» Work request
In the data that follows, find the line containing "Question. For every instance of the stone step"; then quote that line and every line after it, exactly, through the last one.
=====
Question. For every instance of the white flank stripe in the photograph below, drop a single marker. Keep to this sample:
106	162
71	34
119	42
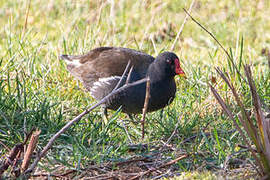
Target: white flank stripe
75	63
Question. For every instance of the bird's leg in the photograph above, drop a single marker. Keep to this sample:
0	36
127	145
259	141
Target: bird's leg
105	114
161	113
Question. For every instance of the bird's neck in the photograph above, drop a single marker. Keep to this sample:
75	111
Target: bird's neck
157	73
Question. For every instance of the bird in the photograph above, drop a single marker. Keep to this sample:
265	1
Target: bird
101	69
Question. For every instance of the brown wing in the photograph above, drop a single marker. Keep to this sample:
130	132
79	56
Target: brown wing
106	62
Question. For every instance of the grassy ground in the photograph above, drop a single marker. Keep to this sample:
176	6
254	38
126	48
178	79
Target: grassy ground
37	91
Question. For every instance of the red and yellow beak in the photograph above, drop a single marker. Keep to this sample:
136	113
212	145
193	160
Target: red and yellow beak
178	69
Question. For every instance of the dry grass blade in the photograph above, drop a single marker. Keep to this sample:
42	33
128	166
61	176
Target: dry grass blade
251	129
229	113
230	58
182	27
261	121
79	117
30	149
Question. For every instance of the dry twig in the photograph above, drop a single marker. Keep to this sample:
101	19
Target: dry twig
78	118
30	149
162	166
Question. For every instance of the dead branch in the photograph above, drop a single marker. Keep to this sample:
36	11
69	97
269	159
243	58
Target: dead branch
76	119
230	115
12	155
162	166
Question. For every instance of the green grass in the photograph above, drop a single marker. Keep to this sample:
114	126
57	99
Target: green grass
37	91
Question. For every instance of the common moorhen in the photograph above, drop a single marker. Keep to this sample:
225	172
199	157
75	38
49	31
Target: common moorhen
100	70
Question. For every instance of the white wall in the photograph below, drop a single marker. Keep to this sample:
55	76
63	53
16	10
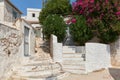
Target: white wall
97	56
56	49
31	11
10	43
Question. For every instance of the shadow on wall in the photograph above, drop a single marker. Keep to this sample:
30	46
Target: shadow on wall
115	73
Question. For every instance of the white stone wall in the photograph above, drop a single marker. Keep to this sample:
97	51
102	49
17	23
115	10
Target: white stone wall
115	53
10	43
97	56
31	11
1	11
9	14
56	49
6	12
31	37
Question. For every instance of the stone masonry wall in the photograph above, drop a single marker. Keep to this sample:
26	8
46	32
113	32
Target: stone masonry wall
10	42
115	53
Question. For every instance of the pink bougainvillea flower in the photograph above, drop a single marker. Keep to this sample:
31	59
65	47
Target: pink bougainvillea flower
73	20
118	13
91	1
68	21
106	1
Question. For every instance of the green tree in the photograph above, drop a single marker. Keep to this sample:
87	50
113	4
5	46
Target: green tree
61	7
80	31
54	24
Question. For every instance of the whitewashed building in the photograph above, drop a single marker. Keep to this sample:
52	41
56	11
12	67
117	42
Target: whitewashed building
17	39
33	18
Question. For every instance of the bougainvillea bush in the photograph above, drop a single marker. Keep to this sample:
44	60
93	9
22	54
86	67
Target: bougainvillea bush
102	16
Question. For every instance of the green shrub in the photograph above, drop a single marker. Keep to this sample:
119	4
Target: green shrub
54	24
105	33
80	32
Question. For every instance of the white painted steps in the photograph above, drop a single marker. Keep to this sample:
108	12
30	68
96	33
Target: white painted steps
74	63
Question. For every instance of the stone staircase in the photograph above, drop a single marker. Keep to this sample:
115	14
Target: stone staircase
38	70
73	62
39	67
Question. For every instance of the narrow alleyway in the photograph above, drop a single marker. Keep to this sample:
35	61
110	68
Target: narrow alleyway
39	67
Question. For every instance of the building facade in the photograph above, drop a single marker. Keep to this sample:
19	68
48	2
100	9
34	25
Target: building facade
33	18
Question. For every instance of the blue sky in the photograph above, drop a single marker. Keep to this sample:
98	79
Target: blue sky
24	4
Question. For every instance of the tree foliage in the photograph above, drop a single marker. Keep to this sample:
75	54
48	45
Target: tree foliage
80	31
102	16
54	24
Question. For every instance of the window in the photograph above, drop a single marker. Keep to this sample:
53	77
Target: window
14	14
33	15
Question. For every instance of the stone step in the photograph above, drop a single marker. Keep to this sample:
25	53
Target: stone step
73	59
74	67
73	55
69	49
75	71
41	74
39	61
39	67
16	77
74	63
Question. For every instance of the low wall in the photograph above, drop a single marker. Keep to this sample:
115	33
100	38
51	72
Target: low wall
=====
» Response below
Question. For every instance of the stone step in the photograph above, drop a single marker. Keep to this sample:
25	53
Target: stone step
73	59
74	67
73	55
69	49
75	71
41	74
39	61
39	67
16	77
74	63
Question. For every instance of the low wall in the photograph above, drop a single marker. Keep to this sample:
115	33
100	38
51	72
Target: low wall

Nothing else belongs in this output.